• [Excerpted text]
####################

The second topmost agenda of the United Nations with the Sustainable Development Goals (SDGs) is to; “End hunger, achieve food security and improve nutrition and promote sustainable agriculture — source;. – United Nations’ website.
To achieve these goals by 2030, farmers in the Volta Region must avail themselves to improve yields and manage post-harvest losses. This can be done in collaboration with government on its flagship programs of “Planting for Food and Jobs and 1District; 1Factory (1D1F), which needs total commitment and proper arrangements in allocating resources.
Volta Region been one of Ghana’s food hub has 20,570km2 (7,940sq ml) as its area coverage with a population of about 2,118,252 according to the 2010 population census with majority of the demographics been youth.
Over the years, the people of Agotime Ziope have petitioned government to come to their aid to salvage their postharvest losses of tomatoes. Their produce (tomato) have to be sold cheaply to recoup part of their yearly farming investments. They have asked successive governments to establish a tomato factory in the locality but this has not materialized.
“Our desire and attempt to produce tomato in large quantity will only be in futility when there is no factory to process it. Tomato is perishable and there must be a processing plant to turn it into paste. This we the youth currently unemployed and are not in school are willing to do for a living but until government come to build a factory, we would prefer riding motor bikes to make a living” a farmer said in an interview.
The people of Mafi Kumase in the Central Tongu District have complained bitterly about their produce been priced cheaply since there is no measuring scale for their gari. The only gari factory available on visit by Fred Duhoe was visibly covered in weeds and has become a place of convenience for locals around. “From the planting stage, through harvesting and processing of cassava is quite tedious yet people come to take advantage of our gari and price it the way they like. We are certainly not making any profit out of cassava and gari but we have no option since that’s what puts food on our table” a local reveals in an interview with Fred Duhoe.
The people of Dambai and its environs due to bad roads have lost much of their yam produce before it reaches the cities.
The people of Dzodze produce palm fruits in large quantity while the people of Keta and its environs feed the nation with some amount of fish and salt alongside the vegetables. The people of Biakoye, Hohoe and Jasikan in their efforts feed the nation with maize, rice, mango etc.

####################

• [Dataset excerpts]
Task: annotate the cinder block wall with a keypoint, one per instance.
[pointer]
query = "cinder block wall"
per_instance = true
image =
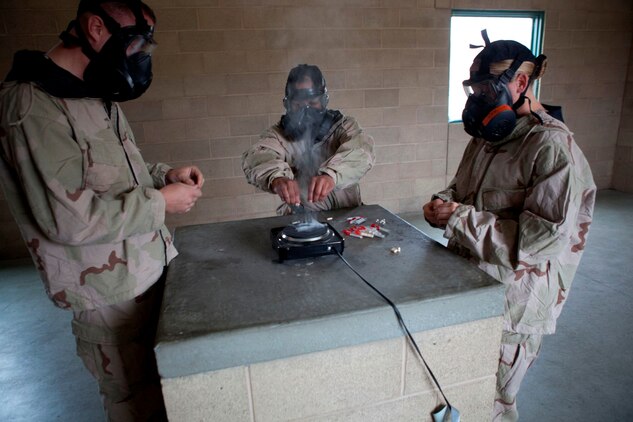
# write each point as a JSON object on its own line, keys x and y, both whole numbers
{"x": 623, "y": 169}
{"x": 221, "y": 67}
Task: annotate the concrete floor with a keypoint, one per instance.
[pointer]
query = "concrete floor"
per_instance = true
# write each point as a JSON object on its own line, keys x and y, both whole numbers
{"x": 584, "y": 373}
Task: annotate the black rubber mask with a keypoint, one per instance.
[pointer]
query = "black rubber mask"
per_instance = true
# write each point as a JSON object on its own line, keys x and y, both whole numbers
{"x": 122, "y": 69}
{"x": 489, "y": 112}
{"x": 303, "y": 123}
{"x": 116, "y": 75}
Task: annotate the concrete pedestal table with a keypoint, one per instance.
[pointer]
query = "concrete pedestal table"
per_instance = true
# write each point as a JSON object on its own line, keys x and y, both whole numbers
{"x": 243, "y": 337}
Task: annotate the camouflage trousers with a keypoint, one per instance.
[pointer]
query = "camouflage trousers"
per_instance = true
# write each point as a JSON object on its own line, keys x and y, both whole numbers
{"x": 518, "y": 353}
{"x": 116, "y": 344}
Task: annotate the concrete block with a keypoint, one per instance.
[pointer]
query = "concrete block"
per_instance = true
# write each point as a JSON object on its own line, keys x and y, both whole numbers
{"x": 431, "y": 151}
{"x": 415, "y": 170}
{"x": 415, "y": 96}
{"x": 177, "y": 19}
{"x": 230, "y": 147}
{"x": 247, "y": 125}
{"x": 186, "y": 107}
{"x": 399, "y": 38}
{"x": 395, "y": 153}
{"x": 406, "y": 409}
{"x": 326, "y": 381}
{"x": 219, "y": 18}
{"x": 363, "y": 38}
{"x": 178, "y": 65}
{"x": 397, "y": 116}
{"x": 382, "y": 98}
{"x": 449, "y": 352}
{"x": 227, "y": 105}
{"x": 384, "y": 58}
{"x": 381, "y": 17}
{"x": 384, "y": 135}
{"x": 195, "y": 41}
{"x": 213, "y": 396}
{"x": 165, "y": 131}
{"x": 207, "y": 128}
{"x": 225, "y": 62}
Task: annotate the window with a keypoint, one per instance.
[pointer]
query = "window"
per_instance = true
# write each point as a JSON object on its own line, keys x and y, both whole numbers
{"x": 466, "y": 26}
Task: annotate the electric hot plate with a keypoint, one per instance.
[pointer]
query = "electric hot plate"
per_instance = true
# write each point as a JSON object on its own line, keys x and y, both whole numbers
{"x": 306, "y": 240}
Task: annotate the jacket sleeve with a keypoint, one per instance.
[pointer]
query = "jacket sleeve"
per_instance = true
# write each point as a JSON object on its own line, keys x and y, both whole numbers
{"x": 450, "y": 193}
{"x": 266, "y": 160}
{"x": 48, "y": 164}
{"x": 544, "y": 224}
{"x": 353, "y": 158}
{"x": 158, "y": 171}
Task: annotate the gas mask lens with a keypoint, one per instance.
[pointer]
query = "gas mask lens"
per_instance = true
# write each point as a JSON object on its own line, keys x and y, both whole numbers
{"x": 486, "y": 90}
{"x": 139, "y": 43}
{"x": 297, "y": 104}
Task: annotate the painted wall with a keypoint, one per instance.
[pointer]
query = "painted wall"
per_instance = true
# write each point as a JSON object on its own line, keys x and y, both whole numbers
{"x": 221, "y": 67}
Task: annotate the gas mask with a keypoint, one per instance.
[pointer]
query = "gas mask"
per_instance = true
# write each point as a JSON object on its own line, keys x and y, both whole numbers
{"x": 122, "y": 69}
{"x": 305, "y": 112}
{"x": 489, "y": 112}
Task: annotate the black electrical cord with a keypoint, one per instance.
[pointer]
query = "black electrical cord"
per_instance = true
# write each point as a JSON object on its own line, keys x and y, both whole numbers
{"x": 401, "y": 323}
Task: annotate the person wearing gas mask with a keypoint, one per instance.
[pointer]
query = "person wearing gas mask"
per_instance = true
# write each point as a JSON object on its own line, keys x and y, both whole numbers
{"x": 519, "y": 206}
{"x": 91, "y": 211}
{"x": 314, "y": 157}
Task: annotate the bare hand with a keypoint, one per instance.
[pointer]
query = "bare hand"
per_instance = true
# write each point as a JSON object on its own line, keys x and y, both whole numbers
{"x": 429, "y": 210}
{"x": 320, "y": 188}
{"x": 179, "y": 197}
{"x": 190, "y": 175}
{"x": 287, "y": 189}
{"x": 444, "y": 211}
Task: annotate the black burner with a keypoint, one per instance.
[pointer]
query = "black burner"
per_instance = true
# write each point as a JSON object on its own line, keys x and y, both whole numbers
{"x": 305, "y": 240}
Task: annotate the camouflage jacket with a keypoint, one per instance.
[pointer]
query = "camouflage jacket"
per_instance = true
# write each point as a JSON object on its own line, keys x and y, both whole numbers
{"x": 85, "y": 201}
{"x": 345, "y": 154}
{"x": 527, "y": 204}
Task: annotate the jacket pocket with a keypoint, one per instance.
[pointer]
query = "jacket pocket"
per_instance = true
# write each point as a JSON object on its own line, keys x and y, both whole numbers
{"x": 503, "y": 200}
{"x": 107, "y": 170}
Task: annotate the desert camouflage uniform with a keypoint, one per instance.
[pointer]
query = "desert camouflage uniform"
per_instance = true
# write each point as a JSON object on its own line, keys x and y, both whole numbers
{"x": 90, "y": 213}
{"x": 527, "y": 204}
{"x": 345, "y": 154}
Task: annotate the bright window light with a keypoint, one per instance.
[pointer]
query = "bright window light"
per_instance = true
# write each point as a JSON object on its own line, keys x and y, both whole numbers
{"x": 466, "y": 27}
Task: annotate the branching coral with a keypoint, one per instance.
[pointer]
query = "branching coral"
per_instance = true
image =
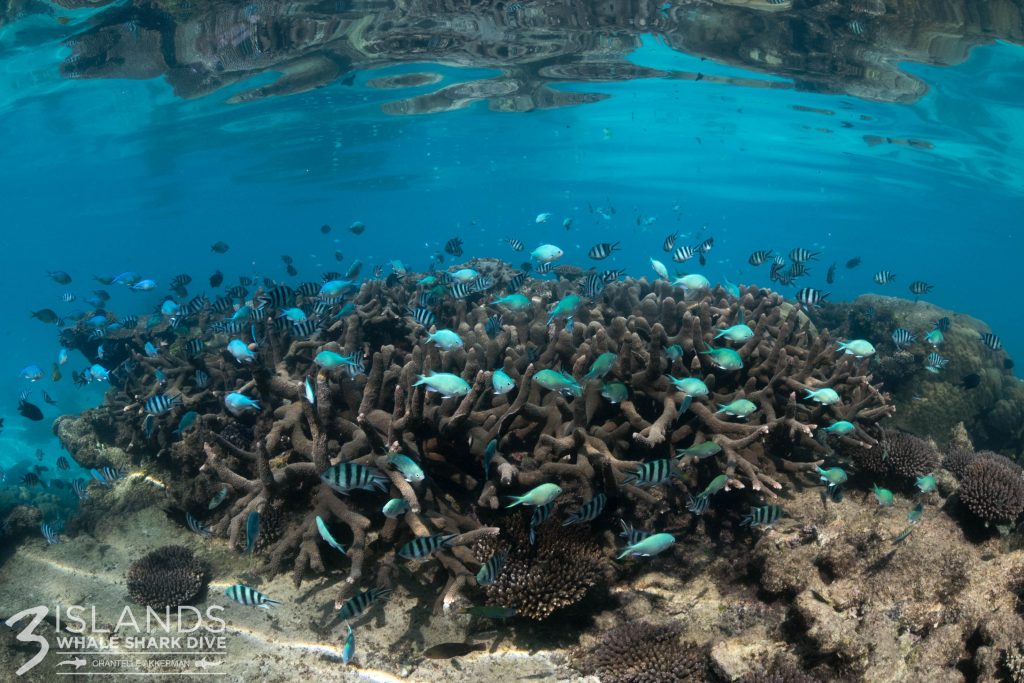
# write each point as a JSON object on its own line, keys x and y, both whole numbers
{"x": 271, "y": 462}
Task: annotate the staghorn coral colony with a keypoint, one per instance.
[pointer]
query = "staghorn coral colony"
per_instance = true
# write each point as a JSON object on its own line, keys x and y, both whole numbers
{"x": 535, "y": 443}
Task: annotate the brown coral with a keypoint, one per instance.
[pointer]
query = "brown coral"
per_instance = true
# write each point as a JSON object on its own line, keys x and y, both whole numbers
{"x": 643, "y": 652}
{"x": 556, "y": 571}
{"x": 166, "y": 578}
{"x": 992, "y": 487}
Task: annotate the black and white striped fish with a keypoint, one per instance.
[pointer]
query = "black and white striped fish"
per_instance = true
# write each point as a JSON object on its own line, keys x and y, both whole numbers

####################

• [Work order 1]
According to the Volta Region text, what is missing in Mafi Kumase that leads to their gari being priced cheaply?
• [Work order 2]
Reproduce everything in the Volta Region text from "The people of Mafi" down to "with Fred Duhoe.".
None of the entries are needed here.

• [Answer area 1]
A measuring scale for their gari.

• [Answer area 2]
The people of Mafi Kumase in the Central Tongu District have complained bitterly about their produce been priced cheaply since there is no measuring scale for their gari. The only gari factory available on visit by Fred Duhoe was visibly covered in weeds and has become a place of convenience for locals around. “From the planting stage, through harvesting and processing of cassava is quite tedious yet people come to take advantage of our gari and price it the way they like. We are certainly not making any profit out of cassava and gari but we have no option since that’s what puts food on our table” a local reveals in an interview with Fred Duhoe.